Your goal -
Please find the lines in the following records that hold "Target", and copy them.

Input data -
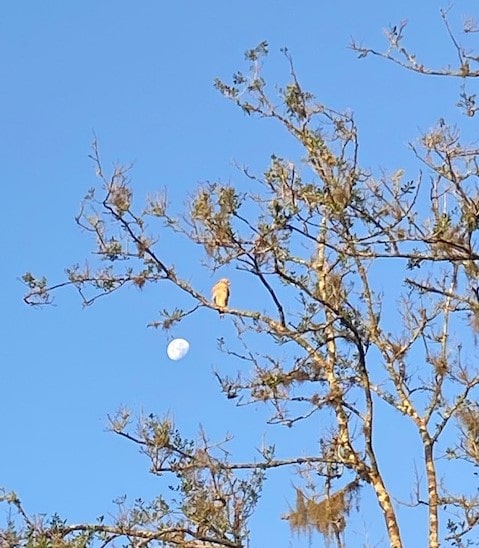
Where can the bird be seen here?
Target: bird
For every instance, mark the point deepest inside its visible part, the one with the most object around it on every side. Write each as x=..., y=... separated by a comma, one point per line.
x=221, y=292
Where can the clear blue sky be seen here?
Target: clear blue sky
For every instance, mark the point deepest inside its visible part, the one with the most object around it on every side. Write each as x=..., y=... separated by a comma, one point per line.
x=140, y=75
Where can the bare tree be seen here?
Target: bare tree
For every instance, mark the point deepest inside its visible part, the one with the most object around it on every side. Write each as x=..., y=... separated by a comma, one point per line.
x=313, y=235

Response to the task -
Target: bird
Target: clear blue sky
Target: bare tree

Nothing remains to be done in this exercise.